Problem to solve>
Which lines of the material below contain the word "wall"? Locate each one and copy it in full.

Information given>
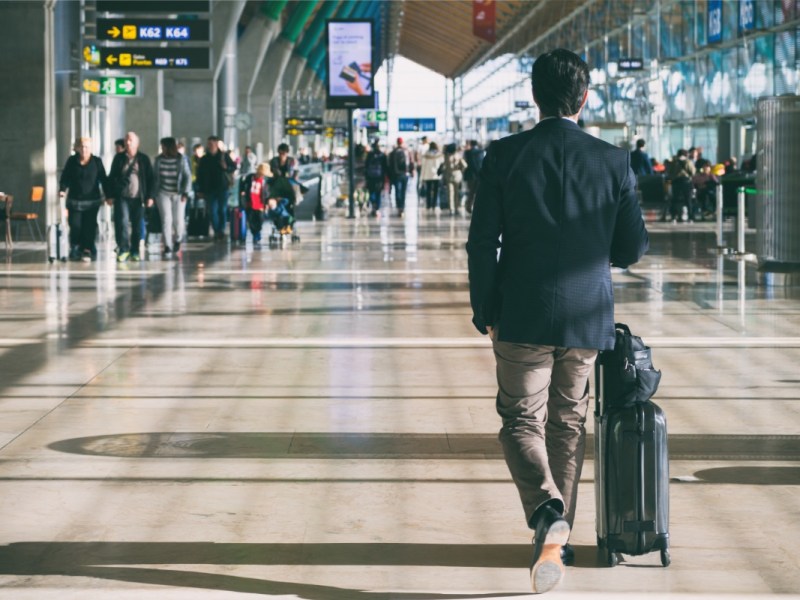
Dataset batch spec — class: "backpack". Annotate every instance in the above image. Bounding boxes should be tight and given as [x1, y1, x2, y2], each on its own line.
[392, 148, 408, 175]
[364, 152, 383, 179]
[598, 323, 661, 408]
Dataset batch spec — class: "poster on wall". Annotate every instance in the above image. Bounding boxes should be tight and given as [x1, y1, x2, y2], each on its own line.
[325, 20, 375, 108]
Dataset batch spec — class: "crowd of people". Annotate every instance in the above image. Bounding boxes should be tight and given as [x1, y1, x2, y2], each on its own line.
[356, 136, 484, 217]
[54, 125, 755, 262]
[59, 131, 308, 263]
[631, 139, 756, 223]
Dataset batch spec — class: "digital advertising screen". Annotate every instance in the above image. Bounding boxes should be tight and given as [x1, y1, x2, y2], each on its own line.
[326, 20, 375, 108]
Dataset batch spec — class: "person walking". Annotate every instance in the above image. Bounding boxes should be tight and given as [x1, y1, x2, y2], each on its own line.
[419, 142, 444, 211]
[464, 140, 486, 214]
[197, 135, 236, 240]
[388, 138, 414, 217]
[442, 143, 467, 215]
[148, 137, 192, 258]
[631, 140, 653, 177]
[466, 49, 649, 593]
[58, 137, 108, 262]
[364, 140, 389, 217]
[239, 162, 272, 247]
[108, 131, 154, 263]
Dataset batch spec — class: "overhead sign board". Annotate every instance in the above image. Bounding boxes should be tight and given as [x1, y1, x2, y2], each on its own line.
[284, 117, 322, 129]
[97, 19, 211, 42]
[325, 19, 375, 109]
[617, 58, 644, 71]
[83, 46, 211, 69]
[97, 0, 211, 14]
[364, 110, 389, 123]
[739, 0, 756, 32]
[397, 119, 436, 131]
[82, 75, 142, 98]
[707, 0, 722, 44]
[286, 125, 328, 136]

--

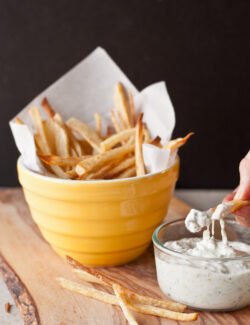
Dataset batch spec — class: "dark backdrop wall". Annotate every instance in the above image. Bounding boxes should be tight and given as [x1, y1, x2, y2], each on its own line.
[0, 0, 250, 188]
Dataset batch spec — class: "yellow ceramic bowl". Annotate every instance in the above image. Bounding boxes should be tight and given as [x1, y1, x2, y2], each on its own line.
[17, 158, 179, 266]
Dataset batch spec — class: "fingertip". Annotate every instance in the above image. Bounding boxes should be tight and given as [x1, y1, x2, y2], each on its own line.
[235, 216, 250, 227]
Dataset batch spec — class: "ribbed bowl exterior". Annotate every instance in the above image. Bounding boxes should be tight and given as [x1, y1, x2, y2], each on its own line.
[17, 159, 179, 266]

Output of the task>
Dataset batch spec — class: "poster on wall". Annotate every instance in the above image. Bounding boxes should be tight and given as [x1, y1, x2, y2], each on its own line.
Dataset batch spec — class: "dark backdrop wall". Annotate every instance in the above image. Bounding boxes should be tight and given as [x1, y1, x2, y2], each on its own line.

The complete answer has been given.